Show every line of the records that contains the string "instance", matching case exactly.
* * * * * * * * *
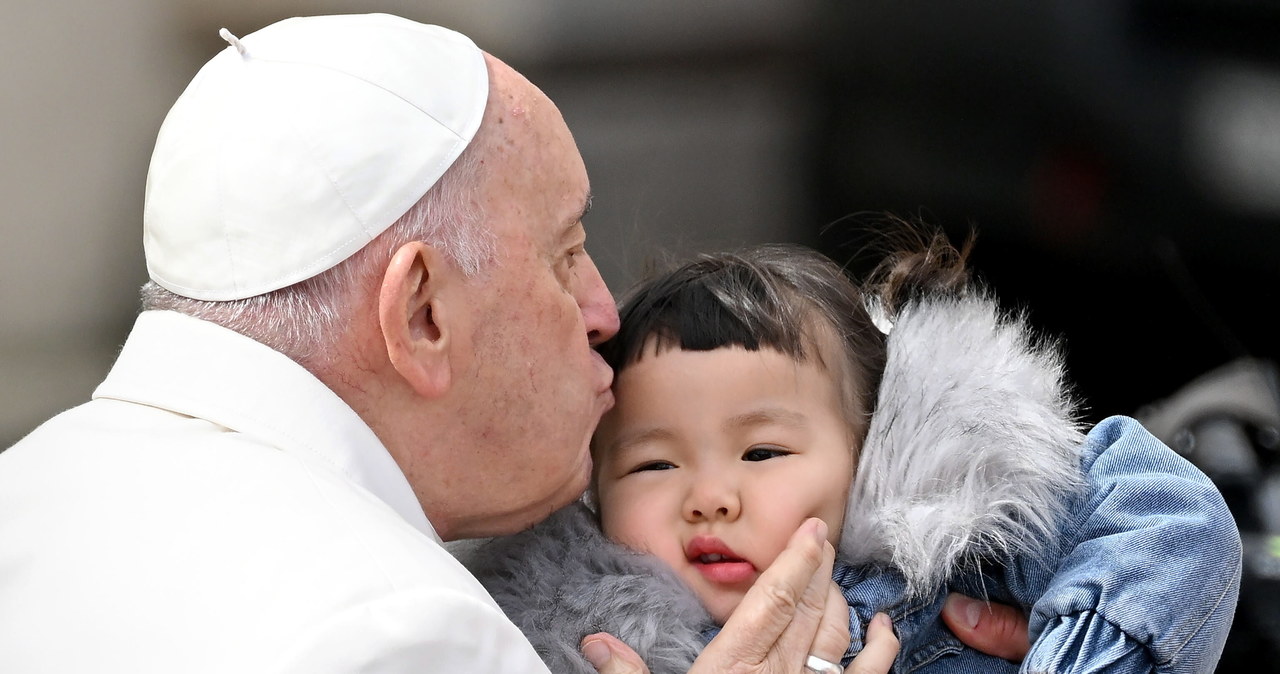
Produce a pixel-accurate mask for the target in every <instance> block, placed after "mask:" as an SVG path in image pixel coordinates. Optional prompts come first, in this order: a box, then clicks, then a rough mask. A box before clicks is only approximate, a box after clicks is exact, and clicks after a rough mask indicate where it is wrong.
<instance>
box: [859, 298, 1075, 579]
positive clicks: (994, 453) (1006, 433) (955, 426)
mask: <svg viewBox="0 0 1280 674" xmlns="http://www.w3.org/2000/svg"><path fill="white" fill-rule="evenodd" d="M1083 441H1084V435H1083V428H1082V426H1080V425H1079V423H1078V422H1076V419H1075V418H1074V407H1073V403H1071V400H1070V399H1069V395H1068V393H1066V390H1065V388H1064V364H1062V358H1061V356H1060V353H1059V352H1057V350H1056V348H1055V347H1053V345H1052V344H1047V343H1037V341H1036V340H1034V339H1033V334H1032V331H1030V327H1029V326H1028V325H1027V321H1025V317H1024V316H1009V315H1005V313H1002V312H1001V310H1000V307H998V306H997V303H996V301H995V299H993V298H989V297H983V295H968V297H964V298H927V299H922V301H919V302H913V303H910V304H908V306H906V307H905V308H904V310H902V311H901V312H900V313H899V316H896V317H895V324H893V330H892V331H891V333H890V335H888V363H887V366H886V370H884V376H883V380H882V381H881V388H879V407H878V408H877V411H876V413H874V416H873V417H872V423H870V427H869V430H868V435H867V441H865V443H864V445H863V451H861V457H860V459H859V466H858V472H856V477H855V478H854V485H852V489H851V490H850V499H849V506H847V512H846V517H845V526H844V529H842V536H841V546H840V553H841V556H842V558H844V559H846V560H849V561H850V563H851V564H855V565H860V564H877V565H892V567H896V568H899V569H900V570H901V572H902V573H904V576H906V579H908V588H909V592H910V593H913V595H915V596H922V595H928V593H932V592H934V591H936V590H938V588H940V587H941V584H942V583H945V582H946V581H947V578H950V577H952V576H954V574H955V573H956V572H957V570H961V569H963V568H965V567H966V565H968V564H970V563H973V561H975V560H977V559H979V558H982V556H988V555H995V556H1005V555H1009V554H1033V555H1034V554H1043V553H1050V554H1052V551H1053V550H1056V549H1053V547H1052V546H1046V545H1043V544H1044V541H1046V540H1047V538H1048V537H1050V536H1052V532H1053V531H1055V528H1056V526H1057V523H1059V521H1060V519H1061V518H1062V517H1064V515H1065V512H1064V510H1065V503H1066V499H1068V498H1069V496H1070V495H1071V494H1074V492H1076V491H1078V490H1079V489H1083V478H1082V477H1080V469H1079V457H1078V450H1079V448H1080V446H1082V444H1083Z"/></svg>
* * * * * * * * *
- _Answer for this exercise_
Produce a pixel-accurate mask for the target in every <instance> block, placed after "mask:" as an SVG path in image pixel coordinates. Optional prompts come first, in this order: a box, then clicks, then a rough mask. A box before clicks is only approximate, a box after clicks is exact, and clicks after a rough mask indicate where it is wrong.
<instance>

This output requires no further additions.